> [Task]:
Reproduce the full listing exactly.

═══ Exercise data

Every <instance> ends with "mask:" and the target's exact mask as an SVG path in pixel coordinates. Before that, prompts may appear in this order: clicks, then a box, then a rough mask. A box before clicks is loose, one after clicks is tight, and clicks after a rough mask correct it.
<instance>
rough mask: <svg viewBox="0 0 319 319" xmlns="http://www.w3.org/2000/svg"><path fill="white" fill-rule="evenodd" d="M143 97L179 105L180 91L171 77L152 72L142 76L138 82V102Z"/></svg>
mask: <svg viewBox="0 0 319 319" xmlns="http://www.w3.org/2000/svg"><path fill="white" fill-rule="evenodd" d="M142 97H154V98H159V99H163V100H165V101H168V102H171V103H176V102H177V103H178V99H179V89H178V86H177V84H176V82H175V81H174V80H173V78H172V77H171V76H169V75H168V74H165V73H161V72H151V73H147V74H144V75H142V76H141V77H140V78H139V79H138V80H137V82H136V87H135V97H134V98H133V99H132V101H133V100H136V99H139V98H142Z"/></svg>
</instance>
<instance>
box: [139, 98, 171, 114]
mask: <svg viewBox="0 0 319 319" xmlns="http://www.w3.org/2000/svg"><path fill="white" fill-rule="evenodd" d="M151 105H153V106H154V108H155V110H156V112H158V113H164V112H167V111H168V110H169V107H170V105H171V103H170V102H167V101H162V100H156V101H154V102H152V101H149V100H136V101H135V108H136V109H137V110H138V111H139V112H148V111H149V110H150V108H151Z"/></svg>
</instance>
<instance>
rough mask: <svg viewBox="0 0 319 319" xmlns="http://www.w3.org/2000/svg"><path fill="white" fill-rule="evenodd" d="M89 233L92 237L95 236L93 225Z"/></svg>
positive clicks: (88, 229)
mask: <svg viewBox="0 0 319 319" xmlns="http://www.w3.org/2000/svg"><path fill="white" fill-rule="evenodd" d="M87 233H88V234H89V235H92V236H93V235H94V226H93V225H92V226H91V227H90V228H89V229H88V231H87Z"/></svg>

══════

> [Exercise response]:
Every <instance> ends with "mask:" and the target's exact mask as an SVG path in pixel coordinates. Before that, prompts may appear in this order: clicks, then a box, then a rough mask. A box before clicks is loose, one after clicks is tight, and clicks after a rough mask correct it.
<instance>
rough mask: <svg viewBox="0 0 319 319" xmlns="http://www.w3.org/2000/svg"><path fill="white" fill-rule="evenodd" d="M143 97L179 105L180 91L171 77L152 72L142 76L138 82V102Z"/></svg>
mask: <svg viewBox="0 0 319 319" xmlns="http://www.w3.org/2000/svg"><path fill="white" fill-rule="evenodd" d="M142 97H154V98H159V99H163V100H165V101H168V102H171V103H176V102H177V103H178V99H179V89H178V86H177V84H176V82H175V81H174V80H173V78H172V77H171V76H169V75H168V74H165V73H161V72H151V73H147V74H144V75H142V76H141V77H140V78H139V79H138V80H137V82H136V87H135V97H134V98H133V99H132V101H133V100H136V99H139V98H142Z"/></svg>
</instance>
<instance>
box: [139, 98, 171, 114]
mask: <svg viewBox="0 0 319 319" xmlns="http://www.w3.org/2000/svg"><path fill="white" fill-rule="evenodd" d="M151 105H153V106H154V108H155V110H156V112H158V113H164V112H167V111H168V110H169V107H170V105H171V103H170V102H167V101H162V100H156V101H154V102H152V101H149V100H136V101H135V108H136V109H137V110H138V111H139V112H148V111H149V110H150V108H151Z"/></svg>
</instance>
<instance>
rough mask: <svg viewBox="0 0 319 319" xmlns="http://www.w3.org/2000/svg"><path fill="white" fill-rule="evenodd" d="M89 233L92 237L95 236L93 225Z"/></svg>
positive clicks: (88, 229)
mask: <svg viewBox="0 0 319 319" xmlns="http://www.w3.org/2000/svg"><path fill="white" fill-rule="evenodd" d="M87 233H88V234H89V235H92V236H93V235H94V226H93V225H92V226H91V227H90V228H89V229H88V231H87Z"/></svg>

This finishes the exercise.